» **Direction**
Copy out all of the material, matching it word for word.

++++ Records for processing ++++

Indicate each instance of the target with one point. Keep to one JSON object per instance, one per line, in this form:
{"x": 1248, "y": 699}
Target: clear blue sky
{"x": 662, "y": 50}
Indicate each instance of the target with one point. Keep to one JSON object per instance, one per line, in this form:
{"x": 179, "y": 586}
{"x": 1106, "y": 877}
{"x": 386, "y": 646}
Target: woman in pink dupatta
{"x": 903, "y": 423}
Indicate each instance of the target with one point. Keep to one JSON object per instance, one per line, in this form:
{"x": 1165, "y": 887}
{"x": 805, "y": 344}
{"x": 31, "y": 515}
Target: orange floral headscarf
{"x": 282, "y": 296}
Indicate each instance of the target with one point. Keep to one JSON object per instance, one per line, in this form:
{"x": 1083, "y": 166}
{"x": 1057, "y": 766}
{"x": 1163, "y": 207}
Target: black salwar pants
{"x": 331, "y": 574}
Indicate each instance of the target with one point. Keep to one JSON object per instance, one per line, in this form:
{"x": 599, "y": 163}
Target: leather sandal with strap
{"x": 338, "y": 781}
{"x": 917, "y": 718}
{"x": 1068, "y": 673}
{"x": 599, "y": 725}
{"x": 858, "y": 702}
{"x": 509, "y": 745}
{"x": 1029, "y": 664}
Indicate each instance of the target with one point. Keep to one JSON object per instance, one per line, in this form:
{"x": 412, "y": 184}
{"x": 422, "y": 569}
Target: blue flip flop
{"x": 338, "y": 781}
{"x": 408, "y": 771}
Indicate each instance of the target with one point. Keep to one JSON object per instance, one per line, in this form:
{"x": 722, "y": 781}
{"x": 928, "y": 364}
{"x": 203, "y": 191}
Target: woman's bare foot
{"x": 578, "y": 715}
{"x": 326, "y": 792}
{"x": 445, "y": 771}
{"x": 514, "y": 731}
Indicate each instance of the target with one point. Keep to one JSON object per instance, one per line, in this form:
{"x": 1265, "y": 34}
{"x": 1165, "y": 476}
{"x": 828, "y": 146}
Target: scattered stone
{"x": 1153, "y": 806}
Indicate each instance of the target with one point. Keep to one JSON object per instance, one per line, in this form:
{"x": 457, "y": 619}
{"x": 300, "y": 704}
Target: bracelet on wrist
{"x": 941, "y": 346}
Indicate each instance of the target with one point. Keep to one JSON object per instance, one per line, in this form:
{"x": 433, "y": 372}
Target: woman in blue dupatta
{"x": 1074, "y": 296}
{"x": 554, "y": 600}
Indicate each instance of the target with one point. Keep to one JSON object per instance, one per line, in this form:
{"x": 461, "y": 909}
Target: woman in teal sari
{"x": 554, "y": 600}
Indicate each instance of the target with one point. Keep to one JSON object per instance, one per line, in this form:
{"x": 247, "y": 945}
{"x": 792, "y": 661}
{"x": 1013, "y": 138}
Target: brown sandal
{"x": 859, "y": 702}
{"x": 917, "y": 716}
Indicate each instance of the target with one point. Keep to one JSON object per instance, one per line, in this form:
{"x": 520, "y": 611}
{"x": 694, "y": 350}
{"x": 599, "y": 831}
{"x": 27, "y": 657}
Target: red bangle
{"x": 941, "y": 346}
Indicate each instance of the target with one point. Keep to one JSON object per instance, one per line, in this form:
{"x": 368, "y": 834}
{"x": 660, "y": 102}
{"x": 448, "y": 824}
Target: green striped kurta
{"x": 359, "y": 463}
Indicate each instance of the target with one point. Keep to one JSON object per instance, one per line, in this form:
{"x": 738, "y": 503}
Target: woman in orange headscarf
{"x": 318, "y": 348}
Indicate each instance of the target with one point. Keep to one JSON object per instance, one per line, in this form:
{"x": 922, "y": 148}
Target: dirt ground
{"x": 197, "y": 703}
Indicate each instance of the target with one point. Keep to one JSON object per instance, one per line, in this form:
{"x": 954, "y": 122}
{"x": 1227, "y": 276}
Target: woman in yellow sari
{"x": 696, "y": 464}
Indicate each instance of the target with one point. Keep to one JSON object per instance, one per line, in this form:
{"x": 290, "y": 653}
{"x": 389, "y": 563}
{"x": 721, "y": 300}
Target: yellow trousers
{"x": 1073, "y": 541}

++++

» **Reply to the exercise**
Indicate each instance of the target with one point. Keep to one JSON object per instance, one per line, in this form:
{"x": 1248, "y": 699}
Target: clear blue sky
{"x": 662, "y": 50}
Indicate each instance of the target with one point. Keep to one JSON object per instance, one per line, in this form:
{"x": 179, "y": 586}
{"x": 1106, "y": 877}
{"x": 386, "y": 646}
Target: woman in pink dupatta
{"x": 903, "y": 423}
Indicate each instance of the target with one point. Keep to one JSON object per instance, one per line, in this form:
{"x": 1165, "y": 887}
{"x": 805, "y": 344}
{"x": 31, "y": 515}
Target: orange floral headscarf
{"x": 282, "y": 296}
Indicate each instance of the target with one point. Keep to one JSON object per instance, one per line, in this form:
{"x": 1083, "y": 166}
{"x": 1057, "y": 766}
{"x": 1163, "y": 207}
Target: black salwar pants
{"x": 331, "y": 574}
Indicate each instance of the target with one point. Keep to one JSON object per instance, one per line, in this form:
{"x": 599, "y": 163}
Target: leather sandal with strap
{"x": 338, "y": 781}
{"x": 917, "y": 718}
{"x": 1068, "y": 673}
{"x": 599, "y": 725}
{"x": 858, "y": 702}
{"x": 509, "y": 745}
{"x": 1029, "y": 664}
Indicate each instance of the target with one point. Keep to one JSON object per instance, one per line, in this form:
{"x": 412, "y": 184}
{"x": 422, "y": 569}
Target: blue flip flop
{"x": 338, "y": 781}
{"x": 408, "y": 771}
Indicate each instance of the target with one point. Keep to one JSON object per instance, one per line, in this form:
{"x": 722, "y": 781}
{"x": 928, "y": 364}
{"x": 203, "y": 191}
Target: woman's bare foot
{"x": 578, "y": 715}
{"x": 326, "y": 792}
{"x": 445, "y": 771}
{"x": 514, "y": 731}
Indicate each instance of the target with one point. Keep to one JSON object per instance, one per line, in this form:
{"x": 1265, "y": 34}
{"x": 1165, "y": 476}
{"x": 828, "y": 146}
Target: scattered stone
{"x": 1153, "y": 806}
Indicate each instance of the target with one point. Keep to one JSON object per instance, one per line, in this form:
{"x": 457, "y": 619}
{"x": 300, "y": 704}
Target: bracelet on wrist
{"x": 941, "y": 346}
Indicate each instance of the target with one point. Keep to one JSON object per instance, one per line, in this form:
{"x": 433, "y": 372}
Target: woman in blue dupatta
{"x": 1074, "y": 296}
{"x": 554, "y": 600}
Indicate each instance of the target with one point. Keep to one JSON object per instance, one per line, in this form:
{"x": 461, "y": 909}
Target: woman in teal sari
{"x": 554, "y": 600}
Indicate each instance of the target with one point. Keep to one JSON object per instance, one per line, in this form:
{"x": 247, "y": 945}
{"x": 792, "y": 661}
{"x": 1013, "y": 138}
Target: brown sandal
{"x": 859, "y": 702}
{"x": 917, "y": 716}
Indicate each instance of the target with one point. Keep to one JSON object per instance, one per line, in this form:
{"x": 520, "y": 611}
{"x": 694, "y": 350}
{"x": 599, "y": 831}
{"x": 27, "y": 657}
Target: red bangle
{"x": 941, "y": 346}
Indicate each instance of the target with one point. Keep to one JSON object per instance, one per line, in this form:
{"x": 368, "y": 834}
{"x": 660, "y": 102}
{"x": 448, "y": 824}
Target: green striped kurta
{"x": 359, "y": 463}
Indicate each instance of the target with one point. Keep to one JSON object per instance, one per line, in this form:
{"x": 738, "y": 503}
Target: woman in orange headscarf
{"x": 318, "y": 348}
Indicate each instance of the target with one point. Keep to one JSON object per instance, one per line, in this form:
{"x": 922, "y": 148}
Target: dirt ground
{"x": 197, "y": 703}
Indicate each instance of the target with one point. Keep to one JSON object per instance, one per line, in this form:
{"x": 954, "y": 122}
{"x": 1227, "y": 276}
Target: woman in yellow sari
{"x": 696, "y": 464}
Indicate each instance of the target with one point. Keep to one JSON object per instance, one per line, in this form:
{"x": 290, "y": 653}
{"x": 389, "y": 563}
{"x": 721, "y": 300}
Target: yellow trousers
{"x": 1073, "y": 541}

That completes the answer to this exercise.